■ REQUIRED ACTIONS:
1. Reproduce word for word everything in the Analysis Services tuning post from "I have read" down to "available Drive space.".
2. Carry on writing the Analysis Services tuning post, picking up after its final sentence.

■ TEXT TO READ:
▽
Performance Tuning - Analysis Server Options

  • I have a question about the impact on Performance regarding two of the options on Analysis Services. The two options are: 'Read Ahead Buffer' and 'Process Buffer Size'.

    Problem:

    I have a Datamart that we re-build every night that takes about 3 hours to complete. It takes us over 6 hours to re-process the cubes every night. We use Informatica as our ETL tool. At this point in time, we are unable to perform an incremental update on our datamart schema. We hope to switch to incremental loading by Q2 of 2003, depending on Schema changes to the source system by the Vendor. Until then, I need to improve processing time as best I can.

    I have read articles where they mention that a perfomance gain can be made by increasing the values of the Read Ahead Buffer size (default 4 MB) and Process Buffer Size (default 32 MB). Our Analysis Server is a Pentium 4 Xeon 2.4Ghz with 2 CPU's, 4GB of RAM, 250+ GB of available Drive space.

    Question:

    I would like to know if anyone has any experience with changing either of these values and their own performance impact, good, bad or none.
△
■ GIVEN INFORMATION:
▽
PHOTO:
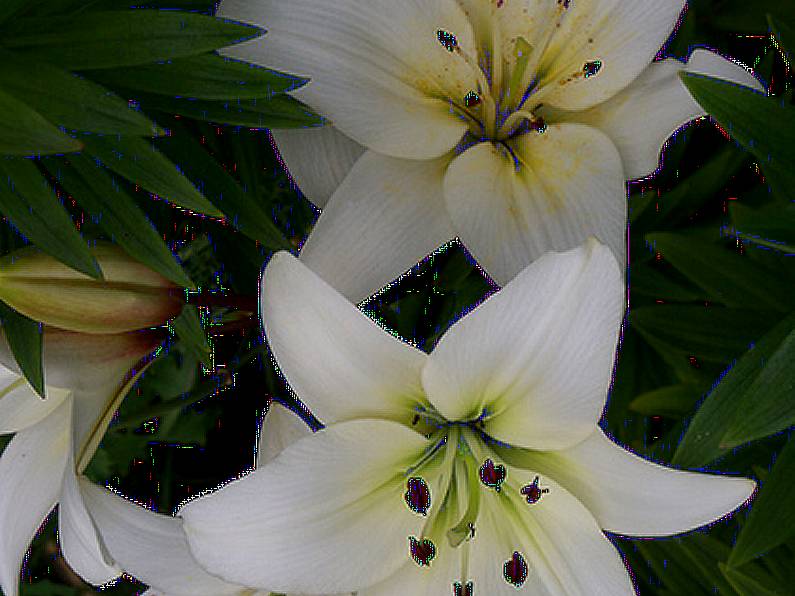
△
■ EXERCISE RESPONSES:
1.
I have read articles where they mention that a perfomance gain can be made by increasing the values of the Read Ahead Buffer size (default 4 MB) and Process Buffer Size (default 32 MB). Our Analysis Server is a Pentium 4 Xeon 2.4Ghz with 2 CPU's, 4GB of RAM, 250+ GB of available Drive space.

2.
    I would also like to know if anyone knows of any good performance tuning books / resources for Analysis Services.

    Thanks

  • We have basically the same process. We fully process our cubes every night after doing a daily ETL process. We have held off on incremental updates for various reasons. Partitionaing the cubes is not possible since we are not on the Enterprise edition.

    I have played with the AS settings (and SQL settings) extensively in order to tweak performance. I've found that the two settings 'read ahead buffer' and 'processs buffer size' don't make any (or much) difference in processing times. Actually, the RAB is used to tune the user's queries against the cubes, so that's not even a factor. I think the bulk of the optimizing work needs to be spent on the SQL side (the queries that return your fact and dimension data). Add indexes and clustered indexes where appropriate to optimize the queries. Also, ensure that the db is defragged and that update statistics are done.

    On the AS side, I would suggest to allocate a fixed memory size for SQL Server, rather than relying on the Dynamic memory allocation. Since you have 4GB, I'd suggest (if you are not already) changing SQL Server to a fixed 2GB of memory (or more if you have Enterprise Ed). In AS, set the min memory to 1GB or so (or more if you have nothing else running), and set the RAB and PBS to something small and reasonable, say 16-64MB each.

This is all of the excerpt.